BEGIN Text extract

By Patrick Rucker
WASHINGTON (Reuters) - Mortgage finance company Fannie Mae (FNM.N: Quote, Profile, Research, Stock Buzz) and its chief regulator are negotiating how best to discipline current executives tied to a massive accounting scandal that forced the company to restate $6.3 billion in past earnings, the regulator said on Thursday.
The regulator and Fannie Mae are discussing "what kind of discipline should be imposed on these individuals," said James Lockhart, Director of the Office of Federal Housing Enterprise Oversight, speaking at the Reuters Regulation Summit in Washington.
OFHEO's May special exam of the accounting scandal names about two dozen current and former executives as having played a part in the flawed bookkeeping that triggered millions of dollars in bonuses for executives.
Among those named are Chief Executive Officer Dan Mudd who received roughly $22.7 million in bonuses, awards and stock options from 2000 through 2003 when the company applied flawed accounting.
In Fannie's settlement with OFHEO that accompanied the release of the May report, the company agreed to perform an internal review of what role the named executives played in the scandal. Four independent board members completed the review in October.
On Thursday, Lockhart said that requiring executives to return some of their bonuses is "certainly an issue that is on the table."
Lockhart said there is an "ongoing dialogue" between the regulator and the company board and that it would be "reasonable" to expect OFHEO to decide on disciplinary action by the end of February.
"At the bare minimum, many (executives) were not doing their jobs," Lockhart said. They were "certainly neglecting internal controls," he said.
Last month, OFHEO filed a separate suit against three former executives who led the company during years that it relied on flawed bookkeeping.
Franklin Raines, the former chief executive officer, Timothy Howard, the company's former chief financial officer, and Leanne Spencer, the former senior vice president and controller, were all named in the civil suit.

END Text extract
BEGIN Data

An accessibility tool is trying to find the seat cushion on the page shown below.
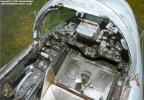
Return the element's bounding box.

END Data

### Challenge 1
According to the Fannie Mae article, why does Lockhart believe the executives deserve discipline? Answer in one to three sentences.
### Challenge 2
Please retype everything in the Fannie Mae article from "In Fannie's settlement" down to "end of February.".
Work only from the Fannie Mae article.

### Full solution 1
Lockhart said that, at the bare minimum, many of the executives were not doing their jobs. He added that they were "certainly neglecting internal controls."

### Full solution 2
In Fannie's settlement with OFHEO that accompanied the release of the May report, the company agreed to perform an internal review of what role the named executives played in the scandal. Four independent board members completed the review in October.
On Thursday, Lockhart said that requiring executives to return some of their bonuses is "certainly an issue that is on the table."
Lockhart said there is an "ongoing dialogue" between the regulator and the company board and that it would be "reasonable" to expect OFHEO to decide on disciplinary action by the end of February.